▶ **PRZEDSTAWIONY TEKST**
....................

Nasza Loteria SR - pasek na kartach artykułów

Nie dajmy się zwariować - rozmowa z Grzegorzem Maciejaszem, prezesem Koszalińskiego Okręgowego Związku Piłki Nożnej

(wok)
Fot. Wojciech Kukliński
- Miałem propozycję wpływania na wyniki meczów w zamian za możliwość zwiększenia obrotów we własnej firmie - mówi Grzegorz Maciejasz.

- Ponoć handluje pan podrabianym sprzętem sportowym?

- A pan ponoć jest agentem służb specjalnych. Ludzie, nie dajmy się zwariować. Oświadczam, że nigdy nie handlowałem ani też nie handluję sprzętem innym niż oryginalny. Mam dobrze prosperującą firmę i za dużo miałbym do stracenia.

- Prawdą jest natomiast, że sprzedaje pan piłki, koszulki i dresy piłkarskim zespołom, które są zrzeszone w związku na czele, którego pan stoi.

- Tak. Mam firmę istniejąca na rynku już siedemnaście lat. Założyłem ją w czasie, gdy w ogóle nie myślałem, że będę działaczem piłkarskim. W pewnym momencie zostałem bezrobotnym piłkarzem i musiałem podjąć ryzyko założenia własnej działalności. Na dodatek wówczas moja miejscowość znajdowała się nie w województwie zachodniopomorskim, a w pilskim. Oczywiście jako właściciel firmy muszę dbać o to, by przynosiła zyski. Dlatego od wielu lat sprzedawałem i nadal sprzedają sprzęt wszystkim kontrahentom, którzy chcą u mnie kupować.

- Jak dużo klubów zaopatruje się u pana?

- Myślę, że około sześćdziesiąt, siedemdziesiąt procent klubów.

- To etyczne?

- Oczywiście. Nie namawiam ani nie sugeruję w żaden sposób klubowym działaczom, by zaopatrywali się u mnie. Zespoły grając w moim sprzęcie nie mają żadnego logo mojej firmy. Kupują, bo mamy dobrą, ba najlepszą ofertę na rynku.

....................

▶ **ZAREJESTROWANE DANE**
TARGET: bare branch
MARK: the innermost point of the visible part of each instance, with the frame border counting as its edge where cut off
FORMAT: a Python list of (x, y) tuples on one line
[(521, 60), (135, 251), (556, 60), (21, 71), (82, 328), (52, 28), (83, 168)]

....................

▶ **POLECENIA**
a – Proszę wyjaśnić na podstawie wywiadu z prezesem Koszalińskiego Okręgowego Związku Piłki Nożnej, dlaczego rozmówca założył własną firmę.
b – Proszę odpowiedzieć na podstawie wywiadu na poniższe pytania:
(i) Od ilu lat istnieje na rynku firma rozmówcy?
(ii) W jakim województwie leżała wówczas miejscowość rozmówcy?
(iii) Jaka część klubów, według rozmówcy, zaopatruje się u niego?

▶ **ODPOWIEDZI PO KOLEI**
a – Rozmówca w pewnym momencie został bezrobotnym piłkarzem i musiał podjąć ryzyko założenia własnej działalności. Firmę założył w czasie, gdy w ogóle nie myślał jeszcze o tym, że zostanie działaczem piłkarskim.

b –
(i) Od siedemnastu lat.
(ii) W województwie pilskim.
(iii) Około sześćdziesięciu, siedemdziesięciu procent klubów.